→ **GIVEN INSTRUCTION**
Filter the records below and copy every line that contains the word "wall".

(Items in a dataset)
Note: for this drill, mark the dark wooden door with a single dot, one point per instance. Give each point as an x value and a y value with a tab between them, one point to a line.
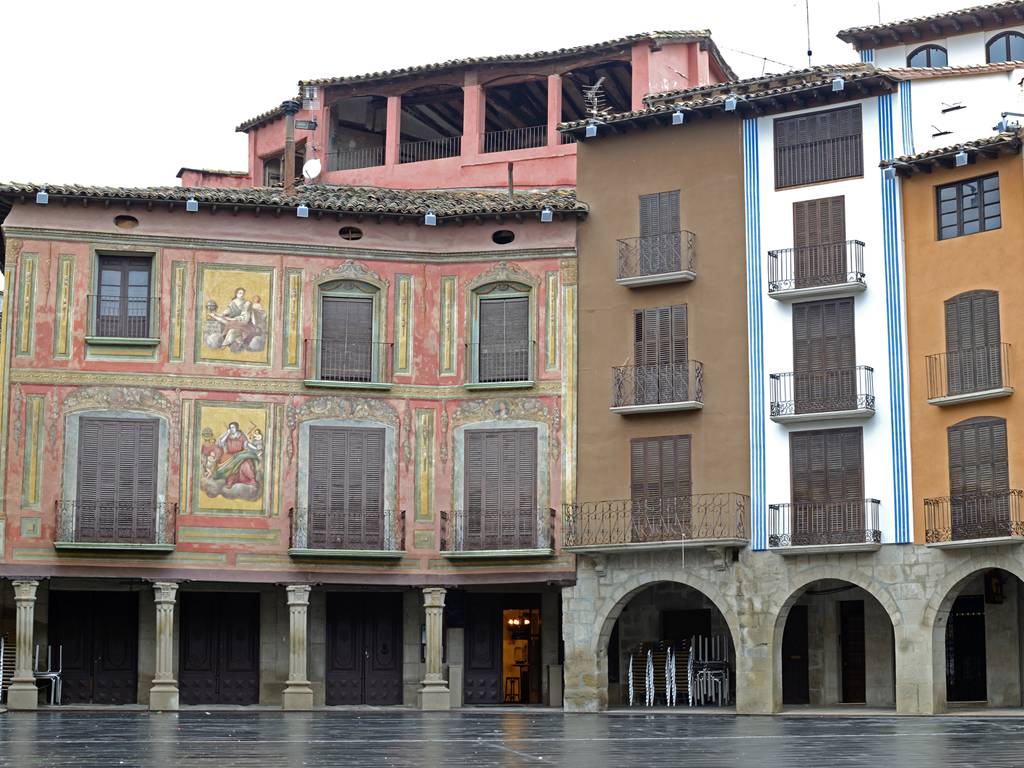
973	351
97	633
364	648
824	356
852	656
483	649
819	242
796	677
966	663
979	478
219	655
...
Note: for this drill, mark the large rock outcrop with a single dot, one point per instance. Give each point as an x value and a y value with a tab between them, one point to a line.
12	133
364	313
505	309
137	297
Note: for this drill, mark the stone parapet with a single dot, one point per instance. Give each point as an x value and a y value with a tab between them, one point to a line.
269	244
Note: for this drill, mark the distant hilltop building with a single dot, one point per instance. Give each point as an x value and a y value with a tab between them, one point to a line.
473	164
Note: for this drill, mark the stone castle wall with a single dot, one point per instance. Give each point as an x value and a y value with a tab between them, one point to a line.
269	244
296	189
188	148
---
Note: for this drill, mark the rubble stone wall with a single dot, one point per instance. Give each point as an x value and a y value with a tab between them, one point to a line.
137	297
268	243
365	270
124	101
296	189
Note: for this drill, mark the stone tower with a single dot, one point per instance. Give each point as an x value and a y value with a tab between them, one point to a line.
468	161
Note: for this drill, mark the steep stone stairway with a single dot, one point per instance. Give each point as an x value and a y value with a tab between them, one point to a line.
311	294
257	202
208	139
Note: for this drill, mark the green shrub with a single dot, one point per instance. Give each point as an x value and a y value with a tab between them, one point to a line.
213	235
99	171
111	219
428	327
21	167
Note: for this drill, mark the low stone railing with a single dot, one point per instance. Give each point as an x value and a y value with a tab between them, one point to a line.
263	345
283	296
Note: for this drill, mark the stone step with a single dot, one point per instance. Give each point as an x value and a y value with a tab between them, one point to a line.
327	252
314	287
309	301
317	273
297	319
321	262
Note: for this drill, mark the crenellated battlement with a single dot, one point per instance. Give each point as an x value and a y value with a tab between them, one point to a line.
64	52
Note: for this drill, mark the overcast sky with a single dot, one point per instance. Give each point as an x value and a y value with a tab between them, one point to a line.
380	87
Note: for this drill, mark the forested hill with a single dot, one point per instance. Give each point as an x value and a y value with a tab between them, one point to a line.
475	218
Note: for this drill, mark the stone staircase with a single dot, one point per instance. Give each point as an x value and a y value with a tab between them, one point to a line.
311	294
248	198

→ **TASK RESULT**
Note: for this drill, mark the stone castle wall with a single dot, one point per instance. Give each point as an x value and a y value with a tab between them, one point to a line.
Note: for this drill, mark the rubble stone wall with a single dot, one point per instance. Give each point as an x value and a y value with a tab between them, one point to a line.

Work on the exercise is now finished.